**SOURCE MATERIAL:**
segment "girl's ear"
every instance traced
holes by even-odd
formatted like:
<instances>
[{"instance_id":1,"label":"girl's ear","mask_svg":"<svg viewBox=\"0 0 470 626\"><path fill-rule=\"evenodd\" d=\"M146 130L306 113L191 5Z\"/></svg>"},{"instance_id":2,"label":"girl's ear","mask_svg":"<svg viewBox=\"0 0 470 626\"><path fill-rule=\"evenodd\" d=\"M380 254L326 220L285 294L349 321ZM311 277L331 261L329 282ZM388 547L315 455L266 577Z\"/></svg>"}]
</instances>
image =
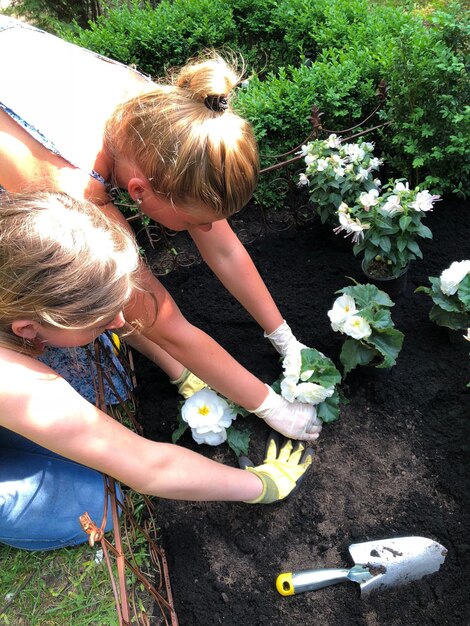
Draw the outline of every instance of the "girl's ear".
<instances>
[{"instance_id":1,"label":"girl's ear","mask_svg":"<svg viewBox=\"0 0 470 626\"><path fill-rule=\"evenodd\" d=\"M11 329L15 335L23 339L29 339L30 341L36 339L40 328L41 324L39 324L39 322L33 322L32 320L15 320L11 325Z\"/></svg>"},{"instance_id":2,"label":"girl's ear","mask_svg":"<svg viewBox=\"0 0 470 626\"><path fill-rule=\"evenodd\" d=\"M127 191L129 192L130 197L135 201L142 200L142 195L144 194L148 183L146 185L146 181L143 178L139 178L135 176L131 178L127 183Z\"/></svg>"}]
</instances>

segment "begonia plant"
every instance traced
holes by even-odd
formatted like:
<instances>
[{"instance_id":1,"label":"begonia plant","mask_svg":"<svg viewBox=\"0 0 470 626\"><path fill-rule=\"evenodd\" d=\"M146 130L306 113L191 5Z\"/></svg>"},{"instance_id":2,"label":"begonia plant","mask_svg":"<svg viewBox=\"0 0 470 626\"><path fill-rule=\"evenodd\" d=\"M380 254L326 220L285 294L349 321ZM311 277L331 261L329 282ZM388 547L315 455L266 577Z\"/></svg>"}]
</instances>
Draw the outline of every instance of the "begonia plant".
<instances>
[{"instance_id":1,"label":"begonia plant","mask_svg":"<svg viewBox=\"0 0 470 626\"><path fill-rule=\"evenodd\" d=\"M347 336L340 361L346 376L358 365L389 368L395 365L403 345L403 333L390 314L390 296L375 285L356 284L339 289L330 311L331 327Z\"/></svg>"},{"instance_id":2,"label":"begonia plant","mask_svg":"<svg viewBox=\"0 0 470 626\"><path fill-rule=\"evenodd\" d=\"M246 416L248 411L205 387L181 403L179 427L171 439L176 443L190 428L194 441L199 444L218 446L226 441L237 456L247 454L249 430L232 426L238 415Z\"/></svg>"},{"instance_id":3,"label":"begonia plant","mask_svg":"<svg viewBox=\"0 0 470 626\"><path fill-rule=\"evenodd\" d=\"M427 189L391 180L382 191L371 189L351 204L341 203L335 232L352 236L353 252L363 254L369 274L397 277L410 261L423 257L418 240L431 239L432 233L422 220L438 199Z\"/></svg>"},{"instance_id":4,"label":"begonia plant","mask_svg":"<svg viewBox=\"0 0 470 626\"><path fill-rule=\"evenodd\" d=\"M289 402L313 405L322 422L338 419L341 374L331 359L314 348L302 348L282 359L282 369L275 391Z\"/></svg>"},{"instance_id":5,"label":"begonia plant","mask_svg":"<svg viewBox=\"0 0 470 626\"><path fill-rule=\"evenodd\" d=\"M342 143L332 134L302 146L305 171L299 186L308 186L310 201L322 224L336 224L341 203L353 203L362 192L376 190L380 181L373 172L382 164L373 155L374 144Z\"/></svg>"},{"instance_id":6,"label":"begonia plant","mask_svg":"<svg viewBox=\"0 0 470 626\"><path fill-rule=\"evenodd\" d=\"M439 277L429 276L431 287L417 292L431 297L429 319L439 326L465 330L470 326L470 261L454 261Z\"/></svg>"}]
</instances>

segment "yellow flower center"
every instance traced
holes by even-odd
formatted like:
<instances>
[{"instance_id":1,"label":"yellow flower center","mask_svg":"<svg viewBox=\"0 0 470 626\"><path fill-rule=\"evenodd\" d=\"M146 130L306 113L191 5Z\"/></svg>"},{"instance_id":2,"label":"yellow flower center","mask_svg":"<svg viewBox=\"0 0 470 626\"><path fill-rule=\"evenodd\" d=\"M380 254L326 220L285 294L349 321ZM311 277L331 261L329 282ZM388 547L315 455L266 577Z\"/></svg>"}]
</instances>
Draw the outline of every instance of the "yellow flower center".
<instances>
[{"instance_id":1,"label":"yellow flower center","mask_svg":"<svg viewBox=\"0 0 470 626\"><path fill-rule=\"evenodd\" d=\"M208 407L208 406L206 406L206 405L199 407L199 409L197 410L197 412L198 412L200 415L207 415L207 414L209 413L209 411L210 411L210 409L209 409L209 407Z\"/></svg>"}]
</instances>

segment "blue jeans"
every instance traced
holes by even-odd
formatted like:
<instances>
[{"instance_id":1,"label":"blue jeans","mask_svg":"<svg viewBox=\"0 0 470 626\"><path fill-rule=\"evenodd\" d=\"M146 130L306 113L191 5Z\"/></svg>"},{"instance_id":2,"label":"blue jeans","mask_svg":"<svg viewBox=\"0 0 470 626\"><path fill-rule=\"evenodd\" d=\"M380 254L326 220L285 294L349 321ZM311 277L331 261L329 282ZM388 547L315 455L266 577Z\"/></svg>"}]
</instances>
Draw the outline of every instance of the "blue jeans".
<instances>
[{"instance_id":1,"label":"blue jeans","mask_svg":"<svg viewBox=\"0 0 470 626\"><path fill-rule=\"evenodd\" d=\"M91 376L87 380L86 371L76 375L77 355L71 355L68 368L66 351L58 353L61 367L57 369L77 391L94 402ZM59 358L56 353L53 356ZM118 382L115 381L117 386ZM105 395L107 401L115 398L109 389ZM100 526L104 502L100 472L0 427L0 543L24 550L53 550L85 543L88 535L78 518L88 512ZM106 530L111 528L108 506Z\"/></svg>"}]
</instances>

**GOAL OF THE EXERCISE:** Should a picture appear among the entries, skip it and copy the rest exactly.

**WRITTEN ANSWER:**
segment "girl's ear"
every instance traced
holes by even-odd
formatted like:
<instances>
[{"instance_id":1,"label":"girl's ear","mask_svg":"<svg viewBox=\"0 0 470 626\"><path fill-rule=\"evenodd\" d=\"M146 130L306 113L191 5Z\"/></svg>"},{"instance_id":2,"label":"girl's ear","mask_svg":"<svg viewBox=\"0 0 470 626\"><path fill-rule=\"evenodd\" d=\"M380 254L326 220L285 294L349 321ZM311 277L331 261L329 282ZM388 547L315 455L266 577Z\"/></svg>"}]
</instances>
image =
Draw the outline of every instance of the "girl's ear".
<instances>
[{"instance_id":1,"label":"girl's ear","mask_svg":"<svg viewBox=\"0 0 470 626\"><path fill-rule=\"evenodd\" d=\"M11 329L15 335L23 339L29 339L30 341L36 339L40 328L41 324L39 324L39 322L33 322L32 320L15 320L11 325Z\"/></svg>"},{"instance_id":2,"label":"girl's ear","mask_svg":"<svg viewBox=\"0 0 470 626\"><path fill-rule=\"evenodd\" d=\"M127 191L129 192L130 197L135 201L142 200L142 195L144 194L148 183L146 185L146 181L143 178L139 178L135 176L131 178L127 183Z\"/></svg>"}]
</instances>

segment "begonia plant"
every instance traced
holes by even-odd
formatted like:
<instances>
[{"instance_id":1,"label":"begonia plant","mask_svg":"<svg viewBox=\"0 0 470 626\"><path fill-rule=\"evenodd\" d=\"M146 130L306 113L191 5Z\"/></svg>"},{"instance_id":2,"label":"begonia plant","mask_svg":"<svg viewBox=\"0 0 470 626\"><path fill-rule=\"evenodd\" d=\"M380 254L326 220L285 294L349 321ZM311 277L331 261L329 282ZM388 547L315 455L266 577Z\"/></svg>"}]
</instances>
Draw the outline of every instance of the "begonia plant".
<instances>
[{"instance_id":1,"label":"begonia plant","mask_svg":"<svg viewBox=\"0 0 470 626\"><path fill-rule=\"evenodd\" d=\"M347 336L340 361L346 376L358 365L389 368L395 365L403 345L403 333L390 314L390 296L375 285L356 284L339 289L330 311L331 327Z\"/></svg>"},{"instance_id":2,"label":"begonia plant","mask_svg":"<svg viewBox=\"0 0 470 626\"><path fill-rule=\"evenodd\" d=\"M246 416L248 411L205 387L181 403L179 427L171 439L176 443L190 428L194 441L199 444L218 446L226 441L237 456L247 454L249 430L232 426L238 415Z\"/></svg>"},{"instance_id":3,"label":"begonia plant","mask_svg":"<svg viewBox=\"0 0 470 626\"><path fill-rule=\"evenodd\" d=\"M427 189L391 180L382 191L371 189L351 204L341 203L335 232L352 236L353 252L363 254L369 274L397 277L410 261L423 257L418 240L431 239L432 233L422 220L438 199Z\"/></svg>"},{"instance_id":4,"label":"begonia plant","mask_svg":"<svg viewBox=\"0 0 470 626\"><path fill-rule=\"evenodd\" d=\"M289 402L313 405L322 422L338 419L341 374L331 359L314 348L302 348L282 359L282 369L275 391Z\"/></svg>"},{"instance_id":5,"label":"begonia plant","mask_svg":"<svg viewBox=\"0 0 470 626\"><path fill-rule=\"evenodd\" d=\"M342 143L332 134L302 146L305 171L299 186L308 186L310 201L322 224L336 224L341 203L353 203L362 192L376 190L380 181L373 172L382 164L373 155L374 144Z\"/></svg>"},{"instance_id":6,"label":"begonia plant","mask_svg":"<svg viewBox=\"0 0 470 626\"><path fill-rule=\"evenodd\" d=\"M439 277L429 276L431 287L417 292L431 297L429 319L439 326L465 330L470 326L470 261L454 261Z\"/></svg>"}]
</instances>

segment "yellow flower center"
every instance traced
holes by even-odd
formatted like:
<instances>
[{"instance_id":1,"label":"yellow flower center","mask_svg":"<svg viewBox=\"0 0 470 626\"><path fill-rule=\"evenodd\" d=\"M146 130L306 113L191 5Z\"/></svg>"},{"instance_id":2,"label":"yellow flower center","mask_svg":"<svg viewBox=\"0 0 470 626\"><path fill-rule=\"evenodd\" d=\"M380 254L326 220L285 294L349 321ZM311 277L331 261L329 282ZM388 547L315 455L266 577Z\"/></svg>"}]
</instances>
Draw the outline of every instance of the "yellow flower center".
<instances>
[{"instance_id":1,"label":"yellow flower center","mask_svg":"<svg viewBox=\"0 0 470 626\"><path fill-rule=\"evenodd\" d=\"M208 407L208 406L206 406L206 405L199 407L199 409L197 410L197 412L198 412L200 415L207 415L207 414L209 413L209 411L210 411L210 409L209 409L209 407Z\"/></svg>"}]
</instances>

segment "blue jeans"
every instance traced
holes by even-odd
formatted like:
<instances>
[{"instance_id":1,"label":"blue jeans","mask_svg":"<svg viewBox=\"0 0 470 626\"><path fill-rule=\"evenodd\" d=\"M146 130L306 113L191 5Z\"/></svg>"},{"instance_id":2,"label":"blue jeans","mask_svg":"<svg viewBox=\"0 0 470 626\"><path fill-rule=\"evenodd\" d=\"M380 254L326 220L285 294L349 321ZM311 277L331 261L329 282ZM388 547L315 455L266 577Z\"/></svg>"}]
</instances>
Draw the outline of every instance of the "blue jeans".
<instances>
[{"instance_id":1,"label":"blue jeans","mask_svg":"<svg viewBox=\"0 0 470 626\"><path fill-rule=\"evenodd\" d=\"M91 376L87 380L86 371L76 375L77 355L71 355L68 368L66 351L58 353L61 367L57 369L77 391L94 402ZM59 358L56 353L53 356ZM118 382L115 381L117 386ZM105 395L107 401L115 398L109 389ZM100 526L104 502L100 472L0 427L0 543L24 550L53 550L85 543L88 535L78 518L88 512ZM106 530L111 528L108 506Z\"/></svg>"}]
</instances>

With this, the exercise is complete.